* Your assignment:
From the material below, copy out each line with the word "SELECT" in it.

* Entries provided:

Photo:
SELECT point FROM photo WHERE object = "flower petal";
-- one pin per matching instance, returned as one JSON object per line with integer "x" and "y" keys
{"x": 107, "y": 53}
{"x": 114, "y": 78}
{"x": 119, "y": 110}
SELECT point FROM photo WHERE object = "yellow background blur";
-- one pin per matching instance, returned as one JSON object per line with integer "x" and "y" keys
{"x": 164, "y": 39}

==

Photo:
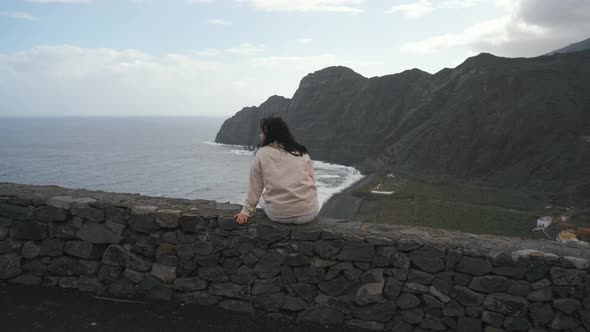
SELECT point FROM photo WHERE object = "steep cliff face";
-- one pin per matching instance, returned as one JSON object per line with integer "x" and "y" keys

* Response area:
SELECT point FROM photo WHERE object = "flower petal";
SELECT point FROM photo WHERE object = "yellow background blur";
SELECT point FROM photo WHERE object = "steep cliff face";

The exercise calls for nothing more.